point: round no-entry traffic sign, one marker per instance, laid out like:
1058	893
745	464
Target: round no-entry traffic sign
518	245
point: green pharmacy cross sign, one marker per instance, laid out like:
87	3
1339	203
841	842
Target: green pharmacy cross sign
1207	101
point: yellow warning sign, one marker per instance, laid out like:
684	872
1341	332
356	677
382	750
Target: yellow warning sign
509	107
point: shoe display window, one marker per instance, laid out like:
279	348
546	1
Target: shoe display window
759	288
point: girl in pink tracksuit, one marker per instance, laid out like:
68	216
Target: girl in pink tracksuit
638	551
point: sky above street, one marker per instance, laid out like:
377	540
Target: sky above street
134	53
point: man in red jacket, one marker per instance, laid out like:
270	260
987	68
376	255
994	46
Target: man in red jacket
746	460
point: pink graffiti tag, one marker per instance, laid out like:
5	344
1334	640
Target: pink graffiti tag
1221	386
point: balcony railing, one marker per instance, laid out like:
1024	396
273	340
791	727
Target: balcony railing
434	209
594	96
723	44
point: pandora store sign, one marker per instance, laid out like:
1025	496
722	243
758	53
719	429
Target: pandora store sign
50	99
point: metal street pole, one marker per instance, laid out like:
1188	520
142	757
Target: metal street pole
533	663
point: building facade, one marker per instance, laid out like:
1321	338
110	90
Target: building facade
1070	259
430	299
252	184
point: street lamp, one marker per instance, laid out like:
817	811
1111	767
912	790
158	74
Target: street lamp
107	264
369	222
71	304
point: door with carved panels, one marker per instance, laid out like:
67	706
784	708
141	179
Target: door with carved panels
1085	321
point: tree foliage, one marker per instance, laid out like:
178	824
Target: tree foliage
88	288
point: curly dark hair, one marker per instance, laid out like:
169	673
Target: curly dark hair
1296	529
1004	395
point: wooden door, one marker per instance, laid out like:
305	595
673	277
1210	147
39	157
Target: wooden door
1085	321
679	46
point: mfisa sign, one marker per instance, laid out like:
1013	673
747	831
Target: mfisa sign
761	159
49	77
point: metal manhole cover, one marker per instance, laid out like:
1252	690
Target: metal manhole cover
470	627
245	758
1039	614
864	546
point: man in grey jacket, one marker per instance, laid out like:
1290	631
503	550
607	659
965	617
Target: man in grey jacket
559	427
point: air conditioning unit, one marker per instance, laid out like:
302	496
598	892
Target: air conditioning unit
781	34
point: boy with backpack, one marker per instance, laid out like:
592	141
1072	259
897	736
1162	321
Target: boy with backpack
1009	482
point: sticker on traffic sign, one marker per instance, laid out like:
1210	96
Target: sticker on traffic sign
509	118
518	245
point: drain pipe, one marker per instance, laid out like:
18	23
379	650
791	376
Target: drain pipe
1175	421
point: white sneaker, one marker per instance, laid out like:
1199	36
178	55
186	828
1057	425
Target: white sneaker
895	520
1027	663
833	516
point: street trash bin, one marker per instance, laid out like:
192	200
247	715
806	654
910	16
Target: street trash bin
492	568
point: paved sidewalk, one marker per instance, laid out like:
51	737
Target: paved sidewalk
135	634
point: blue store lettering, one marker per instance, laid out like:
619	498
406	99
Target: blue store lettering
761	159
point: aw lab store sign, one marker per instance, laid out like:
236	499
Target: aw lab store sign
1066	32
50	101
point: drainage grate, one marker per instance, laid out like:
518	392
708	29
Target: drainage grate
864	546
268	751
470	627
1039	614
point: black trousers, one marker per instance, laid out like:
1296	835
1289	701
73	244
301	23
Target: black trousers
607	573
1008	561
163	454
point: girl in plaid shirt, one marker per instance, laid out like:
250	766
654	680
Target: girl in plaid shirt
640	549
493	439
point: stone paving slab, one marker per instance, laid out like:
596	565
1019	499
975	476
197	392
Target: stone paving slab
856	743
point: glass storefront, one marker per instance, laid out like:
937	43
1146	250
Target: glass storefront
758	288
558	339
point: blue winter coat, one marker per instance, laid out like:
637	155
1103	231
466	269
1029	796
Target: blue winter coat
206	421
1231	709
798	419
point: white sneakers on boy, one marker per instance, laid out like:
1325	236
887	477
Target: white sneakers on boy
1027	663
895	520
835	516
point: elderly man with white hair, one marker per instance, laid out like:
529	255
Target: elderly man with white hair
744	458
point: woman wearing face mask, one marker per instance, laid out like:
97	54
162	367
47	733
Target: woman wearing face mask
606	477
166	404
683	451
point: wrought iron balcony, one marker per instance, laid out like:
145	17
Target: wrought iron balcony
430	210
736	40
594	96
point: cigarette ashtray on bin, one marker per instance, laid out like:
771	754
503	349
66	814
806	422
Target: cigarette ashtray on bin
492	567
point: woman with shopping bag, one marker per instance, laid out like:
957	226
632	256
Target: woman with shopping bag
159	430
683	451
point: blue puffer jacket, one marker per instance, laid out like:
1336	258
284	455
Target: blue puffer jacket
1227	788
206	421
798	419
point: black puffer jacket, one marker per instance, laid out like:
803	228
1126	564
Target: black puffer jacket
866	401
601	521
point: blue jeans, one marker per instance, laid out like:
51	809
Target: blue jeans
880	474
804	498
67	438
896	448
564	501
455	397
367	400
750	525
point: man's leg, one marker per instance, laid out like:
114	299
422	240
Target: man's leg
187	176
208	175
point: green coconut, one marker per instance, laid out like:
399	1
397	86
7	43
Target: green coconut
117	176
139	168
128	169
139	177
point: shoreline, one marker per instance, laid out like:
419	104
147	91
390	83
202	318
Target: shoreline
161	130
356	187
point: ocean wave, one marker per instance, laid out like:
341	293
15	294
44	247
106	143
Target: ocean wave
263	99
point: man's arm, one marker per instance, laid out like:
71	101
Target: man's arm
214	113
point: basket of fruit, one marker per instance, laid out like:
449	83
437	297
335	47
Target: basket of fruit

▶ Problem description
Reproduce the lines of the records above without any change, starting from the line containing "point: ocean wave, one" and continuing through the end of the records, with both ends included.

▶ Worked solution
point: ocean wave, one marker per instance, laid out like:
341	293
15	294
44	247
106	143
Target: ocean wave
263	99
point: man's arm, one marker per instance, laid out like:
71	101
Target: man's arm
214	113
point: basket of fruit, one marker per instance, laid out like:
449	83
437	297
335	47
Target: basket of fruit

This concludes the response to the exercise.